**Task to complete**
Shift every x and y coordinate in the answers by adding 56, and write out again everything from the row containing "Where can you see the clipboard" down to the last row below, with the requests included.

++++++++++

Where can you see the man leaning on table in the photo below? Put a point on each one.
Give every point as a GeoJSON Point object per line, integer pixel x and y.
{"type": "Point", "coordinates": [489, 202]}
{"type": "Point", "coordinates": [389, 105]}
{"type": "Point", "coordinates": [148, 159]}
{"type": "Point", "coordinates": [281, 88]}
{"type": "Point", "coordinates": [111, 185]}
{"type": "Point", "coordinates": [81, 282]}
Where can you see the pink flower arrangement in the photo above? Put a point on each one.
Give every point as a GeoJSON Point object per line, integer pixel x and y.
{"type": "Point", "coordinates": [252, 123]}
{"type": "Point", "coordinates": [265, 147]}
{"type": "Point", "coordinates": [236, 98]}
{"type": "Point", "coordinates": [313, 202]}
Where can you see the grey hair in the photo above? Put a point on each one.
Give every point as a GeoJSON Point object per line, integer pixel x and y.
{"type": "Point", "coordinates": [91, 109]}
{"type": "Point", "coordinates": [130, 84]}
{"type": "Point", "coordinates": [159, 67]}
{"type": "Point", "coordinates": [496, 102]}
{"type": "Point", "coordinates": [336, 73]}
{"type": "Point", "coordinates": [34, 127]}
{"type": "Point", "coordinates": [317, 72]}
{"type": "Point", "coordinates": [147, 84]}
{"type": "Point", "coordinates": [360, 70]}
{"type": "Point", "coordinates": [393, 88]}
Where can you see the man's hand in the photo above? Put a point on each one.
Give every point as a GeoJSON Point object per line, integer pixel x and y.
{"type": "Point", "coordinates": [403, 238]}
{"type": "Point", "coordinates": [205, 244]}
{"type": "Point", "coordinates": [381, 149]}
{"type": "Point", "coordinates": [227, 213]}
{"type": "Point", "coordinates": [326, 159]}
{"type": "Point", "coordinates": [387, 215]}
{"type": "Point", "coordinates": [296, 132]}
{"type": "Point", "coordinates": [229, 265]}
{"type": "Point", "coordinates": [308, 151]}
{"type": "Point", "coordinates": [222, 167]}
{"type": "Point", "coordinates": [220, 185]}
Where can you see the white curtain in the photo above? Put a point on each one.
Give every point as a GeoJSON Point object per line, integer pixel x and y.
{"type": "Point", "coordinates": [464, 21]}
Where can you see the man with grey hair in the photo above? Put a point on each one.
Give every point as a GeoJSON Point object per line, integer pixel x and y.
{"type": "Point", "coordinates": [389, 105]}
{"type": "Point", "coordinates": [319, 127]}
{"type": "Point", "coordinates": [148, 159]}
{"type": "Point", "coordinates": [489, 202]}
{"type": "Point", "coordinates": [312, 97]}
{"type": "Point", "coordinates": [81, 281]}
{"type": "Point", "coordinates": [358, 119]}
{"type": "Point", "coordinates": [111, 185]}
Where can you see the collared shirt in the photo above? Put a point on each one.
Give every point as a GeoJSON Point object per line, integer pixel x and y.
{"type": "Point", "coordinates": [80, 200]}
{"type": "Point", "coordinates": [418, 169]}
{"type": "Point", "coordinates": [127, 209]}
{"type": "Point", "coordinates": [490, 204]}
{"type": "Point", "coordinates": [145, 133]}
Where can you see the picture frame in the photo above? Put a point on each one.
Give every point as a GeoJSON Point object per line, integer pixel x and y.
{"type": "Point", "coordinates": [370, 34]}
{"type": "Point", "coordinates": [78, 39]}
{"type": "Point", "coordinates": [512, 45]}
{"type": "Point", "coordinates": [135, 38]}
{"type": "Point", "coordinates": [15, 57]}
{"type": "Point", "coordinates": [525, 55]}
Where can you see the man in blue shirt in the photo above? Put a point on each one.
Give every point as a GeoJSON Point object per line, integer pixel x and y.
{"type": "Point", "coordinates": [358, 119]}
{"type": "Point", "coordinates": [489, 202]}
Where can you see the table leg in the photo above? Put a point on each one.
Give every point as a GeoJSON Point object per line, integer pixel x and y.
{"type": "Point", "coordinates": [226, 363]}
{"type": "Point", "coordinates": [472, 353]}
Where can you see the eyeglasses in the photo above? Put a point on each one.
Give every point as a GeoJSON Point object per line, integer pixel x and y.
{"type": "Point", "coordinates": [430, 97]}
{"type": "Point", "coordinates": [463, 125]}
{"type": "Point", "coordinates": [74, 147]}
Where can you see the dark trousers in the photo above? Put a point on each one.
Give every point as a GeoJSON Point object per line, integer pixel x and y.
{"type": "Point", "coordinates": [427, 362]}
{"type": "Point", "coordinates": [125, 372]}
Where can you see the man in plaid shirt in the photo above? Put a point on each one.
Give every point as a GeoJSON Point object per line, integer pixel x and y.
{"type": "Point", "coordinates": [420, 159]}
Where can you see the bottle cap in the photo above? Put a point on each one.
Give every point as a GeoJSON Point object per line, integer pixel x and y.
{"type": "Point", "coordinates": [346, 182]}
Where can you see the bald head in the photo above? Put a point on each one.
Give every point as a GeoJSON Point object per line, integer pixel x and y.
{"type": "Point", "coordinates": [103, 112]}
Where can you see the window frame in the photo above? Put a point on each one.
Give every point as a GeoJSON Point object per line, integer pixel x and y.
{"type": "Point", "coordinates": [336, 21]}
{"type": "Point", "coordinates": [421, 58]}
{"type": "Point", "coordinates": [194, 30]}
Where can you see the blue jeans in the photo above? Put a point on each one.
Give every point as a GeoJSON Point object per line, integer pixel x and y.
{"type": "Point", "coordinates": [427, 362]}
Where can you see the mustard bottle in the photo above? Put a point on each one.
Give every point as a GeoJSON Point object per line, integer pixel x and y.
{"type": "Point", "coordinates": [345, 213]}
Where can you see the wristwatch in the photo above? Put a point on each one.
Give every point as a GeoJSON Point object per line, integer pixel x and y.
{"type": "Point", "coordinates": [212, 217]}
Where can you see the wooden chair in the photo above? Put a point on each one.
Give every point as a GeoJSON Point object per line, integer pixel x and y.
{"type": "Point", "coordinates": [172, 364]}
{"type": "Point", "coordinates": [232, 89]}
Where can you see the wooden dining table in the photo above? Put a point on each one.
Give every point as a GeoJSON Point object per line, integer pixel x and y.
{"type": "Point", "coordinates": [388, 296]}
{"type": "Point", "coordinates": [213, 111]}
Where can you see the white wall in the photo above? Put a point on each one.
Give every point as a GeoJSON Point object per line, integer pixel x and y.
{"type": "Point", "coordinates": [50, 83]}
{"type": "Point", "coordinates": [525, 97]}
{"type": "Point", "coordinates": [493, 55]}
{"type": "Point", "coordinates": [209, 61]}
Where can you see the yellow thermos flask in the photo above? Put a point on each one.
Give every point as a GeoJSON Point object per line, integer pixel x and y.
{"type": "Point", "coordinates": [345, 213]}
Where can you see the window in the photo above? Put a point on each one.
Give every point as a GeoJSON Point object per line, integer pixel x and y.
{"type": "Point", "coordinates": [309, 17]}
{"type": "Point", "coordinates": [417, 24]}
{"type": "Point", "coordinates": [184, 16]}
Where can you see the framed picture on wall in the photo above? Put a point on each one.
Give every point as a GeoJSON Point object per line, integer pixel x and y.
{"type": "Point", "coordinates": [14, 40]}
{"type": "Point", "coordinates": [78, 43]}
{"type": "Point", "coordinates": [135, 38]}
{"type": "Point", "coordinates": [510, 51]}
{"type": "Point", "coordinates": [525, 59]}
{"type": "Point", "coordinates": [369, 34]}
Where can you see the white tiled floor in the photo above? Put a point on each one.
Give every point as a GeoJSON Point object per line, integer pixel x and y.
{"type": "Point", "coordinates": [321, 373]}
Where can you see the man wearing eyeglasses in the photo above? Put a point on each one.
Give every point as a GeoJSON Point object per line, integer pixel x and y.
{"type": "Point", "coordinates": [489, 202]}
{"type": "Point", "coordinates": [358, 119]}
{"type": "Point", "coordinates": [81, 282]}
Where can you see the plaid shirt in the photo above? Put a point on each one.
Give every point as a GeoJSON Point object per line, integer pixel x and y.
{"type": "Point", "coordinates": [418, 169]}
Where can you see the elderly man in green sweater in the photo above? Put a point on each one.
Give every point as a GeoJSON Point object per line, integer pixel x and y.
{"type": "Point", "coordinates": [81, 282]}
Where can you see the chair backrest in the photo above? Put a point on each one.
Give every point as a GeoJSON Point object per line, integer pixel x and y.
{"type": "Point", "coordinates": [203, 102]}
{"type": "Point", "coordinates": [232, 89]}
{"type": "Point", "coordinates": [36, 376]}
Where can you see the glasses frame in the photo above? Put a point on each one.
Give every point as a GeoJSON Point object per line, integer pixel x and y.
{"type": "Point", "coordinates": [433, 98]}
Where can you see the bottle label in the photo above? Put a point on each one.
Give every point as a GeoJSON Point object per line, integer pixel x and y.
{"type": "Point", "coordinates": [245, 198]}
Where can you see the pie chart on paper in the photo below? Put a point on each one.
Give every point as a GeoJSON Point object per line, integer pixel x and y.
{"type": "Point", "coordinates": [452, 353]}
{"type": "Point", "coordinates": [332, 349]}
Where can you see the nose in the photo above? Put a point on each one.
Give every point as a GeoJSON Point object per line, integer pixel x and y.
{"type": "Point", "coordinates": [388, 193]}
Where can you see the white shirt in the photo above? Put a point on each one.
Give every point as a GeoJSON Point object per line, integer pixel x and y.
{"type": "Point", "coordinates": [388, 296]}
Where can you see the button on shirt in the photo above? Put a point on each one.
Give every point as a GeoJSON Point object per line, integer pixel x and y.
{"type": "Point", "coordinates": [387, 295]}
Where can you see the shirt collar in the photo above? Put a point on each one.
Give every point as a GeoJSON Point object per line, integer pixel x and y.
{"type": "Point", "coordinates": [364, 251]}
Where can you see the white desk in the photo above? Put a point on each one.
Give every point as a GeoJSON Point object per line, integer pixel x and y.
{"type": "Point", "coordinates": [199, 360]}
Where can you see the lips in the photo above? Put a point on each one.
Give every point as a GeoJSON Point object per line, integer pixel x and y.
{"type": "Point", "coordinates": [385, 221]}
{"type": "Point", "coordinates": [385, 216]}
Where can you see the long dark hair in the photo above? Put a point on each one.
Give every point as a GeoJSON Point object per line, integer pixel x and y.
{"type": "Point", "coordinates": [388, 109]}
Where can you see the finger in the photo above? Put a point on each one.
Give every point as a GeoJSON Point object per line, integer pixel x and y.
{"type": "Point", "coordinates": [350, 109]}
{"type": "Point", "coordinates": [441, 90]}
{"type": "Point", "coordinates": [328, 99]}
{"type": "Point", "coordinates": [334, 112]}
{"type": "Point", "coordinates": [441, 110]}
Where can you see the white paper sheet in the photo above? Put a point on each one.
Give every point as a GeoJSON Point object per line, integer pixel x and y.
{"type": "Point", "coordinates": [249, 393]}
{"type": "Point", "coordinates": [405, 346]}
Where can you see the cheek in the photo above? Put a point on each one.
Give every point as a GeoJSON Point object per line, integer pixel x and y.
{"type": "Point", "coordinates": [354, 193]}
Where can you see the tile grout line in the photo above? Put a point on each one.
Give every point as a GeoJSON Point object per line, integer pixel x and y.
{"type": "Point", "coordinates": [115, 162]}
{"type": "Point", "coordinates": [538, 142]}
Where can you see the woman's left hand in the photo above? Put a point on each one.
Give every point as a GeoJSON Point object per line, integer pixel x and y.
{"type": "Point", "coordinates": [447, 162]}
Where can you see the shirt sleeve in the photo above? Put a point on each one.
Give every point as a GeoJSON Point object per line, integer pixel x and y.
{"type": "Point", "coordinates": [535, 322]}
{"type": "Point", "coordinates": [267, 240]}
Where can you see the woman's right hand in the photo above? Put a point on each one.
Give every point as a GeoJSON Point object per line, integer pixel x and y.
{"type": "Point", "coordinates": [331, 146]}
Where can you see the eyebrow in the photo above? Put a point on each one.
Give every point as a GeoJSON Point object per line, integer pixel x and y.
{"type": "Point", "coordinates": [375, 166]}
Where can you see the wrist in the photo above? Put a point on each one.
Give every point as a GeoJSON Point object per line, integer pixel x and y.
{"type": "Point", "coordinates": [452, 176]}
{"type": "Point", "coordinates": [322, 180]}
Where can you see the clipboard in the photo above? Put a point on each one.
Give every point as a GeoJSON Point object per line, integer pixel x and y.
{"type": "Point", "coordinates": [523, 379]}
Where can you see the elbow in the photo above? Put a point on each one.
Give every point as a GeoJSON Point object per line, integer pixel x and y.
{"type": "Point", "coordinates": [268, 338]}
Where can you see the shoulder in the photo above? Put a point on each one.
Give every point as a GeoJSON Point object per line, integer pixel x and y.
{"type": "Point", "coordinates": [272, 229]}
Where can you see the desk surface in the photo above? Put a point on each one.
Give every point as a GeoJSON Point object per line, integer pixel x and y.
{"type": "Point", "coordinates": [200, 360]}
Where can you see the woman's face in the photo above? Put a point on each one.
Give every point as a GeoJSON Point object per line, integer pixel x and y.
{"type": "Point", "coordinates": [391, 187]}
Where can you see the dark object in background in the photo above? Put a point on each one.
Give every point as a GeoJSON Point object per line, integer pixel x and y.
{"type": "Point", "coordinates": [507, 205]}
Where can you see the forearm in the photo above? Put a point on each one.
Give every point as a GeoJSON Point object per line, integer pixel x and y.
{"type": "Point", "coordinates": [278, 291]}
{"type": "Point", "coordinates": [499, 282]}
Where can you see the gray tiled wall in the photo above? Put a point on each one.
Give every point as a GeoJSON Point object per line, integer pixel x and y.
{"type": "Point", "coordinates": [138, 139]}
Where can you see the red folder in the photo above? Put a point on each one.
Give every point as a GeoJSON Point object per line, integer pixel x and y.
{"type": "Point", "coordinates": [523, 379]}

++++++++++

**Problem solution**
Where can you see the clipboard in the photo above? Put a point on each one.
Give every point as a GeoJSON Point object per line, integer pixel x and y.
{"type": "Point", "coordinates": [579, 435]}
Where can you see the elbow in the photo above? Put a point on each one.
Give every point as a GeoJSON Point object per line, integer pixel x and y.
{"type": "Point", "coordinates": [324, 394]}
Where can you see the shoulder in the photo above? Put a point on each one.
Give every point as a GeoJSON Point object per line, integer pixel x and y.
{"type": "Point", "coordinates": [328, 285]}
Where can you see the desk surface in the photo above? Put a point on each one.
Give every point as a GeoJSON Point object per line, integer pixel x and y.
{"type": "Point", "coordinates": [256, 416]}
Where can you see the woman's face in the photo above? Put a point on each one.
Give every point as a GeoJSON Point object per line, integer pixel x and y.
{"type": "Point", "coordinates": [447, 243]}
Where can you see the dark object in background in the photo above? Put a point on each one.
Give every point as a GeoJSON Point object per line, integer pixel x and y.
{"type": "Point", "coordinates": [563, 261]}
Where can you see the forearm in the photo above? Put a point on each one.
Give every point as a GeoJSON Point object per line, integer pixel x and y.
{"type": "Point", "coordinates": [334, 347]}
{"type": "Point", "coordinates": [555, 338]}
Where can you see the gray tiled wall in the photo above? Put a point on each one.
Give every point as a GeoJSON Point object per line, integer pixel x and y.
{"type": "Point", "coordinates": [194, 195]}
Where can you see the red folder in the photo above? Put a point on each one.
Give every point as a GeoJSON Point object per line, integer pixel x and y.
{"type": "Point", "coordinates": [579, 435]}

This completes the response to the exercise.